• [Available data]:
▶

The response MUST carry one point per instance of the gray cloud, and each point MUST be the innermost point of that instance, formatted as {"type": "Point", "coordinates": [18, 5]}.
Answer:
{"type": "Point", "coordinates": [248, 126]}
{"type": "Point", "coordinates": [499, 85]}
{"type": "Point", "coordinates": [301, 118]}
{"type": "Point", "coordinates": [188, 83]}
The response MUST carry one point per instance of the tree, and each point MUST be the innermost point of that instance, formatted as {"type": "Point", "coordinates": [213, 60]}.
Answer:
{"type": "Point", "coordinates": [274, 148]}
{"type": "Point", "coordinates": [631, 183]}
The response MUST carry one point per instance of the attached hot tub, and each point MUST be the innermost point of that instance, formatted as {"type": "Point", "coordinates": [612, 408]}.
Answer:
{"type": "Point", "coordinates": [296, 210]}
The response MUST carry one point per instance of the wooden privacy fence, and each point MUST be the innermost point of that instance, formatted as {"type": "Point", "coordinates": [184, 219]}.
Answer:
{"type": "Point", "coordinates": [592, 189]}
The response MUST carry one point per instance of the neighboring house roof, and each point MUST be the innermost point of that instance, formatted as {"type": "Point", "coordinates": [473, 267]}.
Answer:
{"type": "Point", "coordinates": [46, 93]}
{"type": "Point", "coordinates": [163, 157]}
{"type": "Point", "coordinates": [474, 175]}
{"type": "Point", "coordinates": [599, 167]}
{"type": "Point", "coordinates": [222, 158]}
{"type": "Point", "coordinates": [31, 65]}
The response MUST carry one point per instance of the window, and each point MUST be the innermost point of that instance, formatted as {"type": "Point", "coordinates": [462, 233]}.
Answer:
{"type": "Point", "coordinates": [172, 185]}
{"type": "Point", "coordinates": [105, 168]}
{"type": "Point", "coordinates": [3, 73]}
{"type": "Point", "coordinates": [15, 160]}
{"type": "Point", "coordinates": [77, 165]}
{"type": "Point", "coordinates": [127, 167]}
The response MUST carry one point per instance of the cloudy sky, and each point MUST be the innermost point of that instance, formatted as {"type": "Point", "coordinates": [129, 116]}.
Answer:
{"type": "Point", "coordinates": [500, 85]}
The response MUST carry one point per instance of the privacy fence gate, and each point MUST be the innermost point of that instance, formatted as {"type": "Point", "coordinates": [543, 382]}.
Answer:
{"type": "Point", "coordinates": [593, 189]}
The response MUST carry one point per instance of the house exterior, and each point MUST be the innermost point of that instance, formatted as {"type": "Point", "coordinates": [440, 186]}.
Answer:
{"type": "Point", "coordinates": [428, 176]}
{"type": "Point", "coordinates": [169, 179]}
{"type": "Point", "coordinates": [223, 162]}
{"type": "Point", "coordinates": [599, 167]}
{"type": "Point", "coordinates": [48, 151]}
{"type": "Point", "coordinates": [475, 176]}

◀

• [Given problem]:
Arrange every record above as a two-column CSV headed text and answer, one row per record. Put each record's wording and its answer in a quoted field of their own, with line breaks replaced by spaces.

• [Solution for this exercise]:
text,answer
"The response MUST carry one point per instance of the gray cloud, and each point MUST be the innermost point of that instance, formatted as {""type"": ""Point"", ""coordinates"": [18, 5]}. Answer:","{""type"": ""Point"", ""coordinates"": [248, 126]} {""type"": ""Point"", ""coordinates"": [499, 85]} {""type"": ""Point"", ""coordinates"": [301, 118]} {""type"": ""Point"", ""coordinates"": [188, 83]}"
"The response MUST carry one point per instance of the tree, and each point MUST be the innermost point of that instance, formatted as {""type"": ""Point"", ""coordinates"": [213, 60]}. Answer:","{""type"": ""Point"", ""coordinates"": [274, 148]} {""type"": ""Point"", ""coordinates"": [631, 183]}"
"The response MUST carry one point per instance of the attached hot tub, and each point MUST be the innermost point of that instance, formatted as {""type"": ""Point"", ""coordinates"": [612, 408]}. Answer:","{""type"": ""Point"", ""coordinates"": [296, 210]}"
"The response MUST carry one point per instance of the wooden privacy fence, and each point MUST be the innermost point of that instance, formatted as {""type"": ""Point"", ""coordinates"": [184, 219]}. Answer:","{""type"": ""Point"", ""coordinates"": [592, 189]}"
"The response MUST carry one point per instance of the neighboring house roof, and each point MUST be the innermost point of that instance, formatted as {""type"": ""Point"", ""coordinates"": [473, 267]}. Answer:","{""type"": ""Point"", ""coordinates"": [46, 93]} {""type"": ""Point"", ""coordinates"": [163, 157]} {""type"": ""Point"", ""coordinates"": [474, 175]} {""type"": ""Point"", ""coordinates"": [599, 167]} {""type"": ""Point"", ""coordinates"": [222, 158]} {""type"": ""Point"", ""coordinates"": [31, 65]}"
"The response MUST carry one point per instance of the window, and each point MUST be the innermost point of that instance, formatted as {""type"": ""Point"", ""coordinates"": [462, 233]}. Answer:","{""type"": ""Point"", ""coordinates"": [172, 185]} {""type"": ""Point"", ""coordinates"": [105, 168]} {""type"": ""Point"", ""coordinates"": [3, 73]} {""type"": ""Point"", ""coordinates"": [15, 160]} {""type"": ""Point"", ""coordinates"": [77, 165]} {""type"": ""Point"", ""coordinates"": [127, 167]}"
"The response MUST carry one point per instance of the cloudy sky, and each point MUST be the innermost point of that instance, formatted as {""type"": ""Point"", ""coordinates"": [129, 116]}. Answer:","{""type"": ""Point"", ""coordinates"": [500, 85]}"
"The response MUST carry one point per instance of the privacy fence gate, and each point MUST be the innermost point of that instance, formatted as {""type"": ""Point"", ""coordinates"": [543, 382]}. Answer:","{""type"": ""Point"", ""coordinates"": [593, 189]}"
"The response MUST carry one point per instance of the house exterior, and each point MUST be the innermost point of that instance, formatted as {""type"": ""Point"", ""coordinates"": [440, 186]}. Answer:","{""type"": ""Point"", ""coordinates"": [428, 176]} {""type"": ""Point"", ""coordinates"": [169, 179]} {""type"": ""Point"", ""coordinates"": [223, 162]} {""type"": ""Point"", ""coordinates"": [599, 167]} {""type"": ""Point"", ""coordinates"": [48, 151]} {""type"": ""Point"", ""coordinates"": [475, 176]}"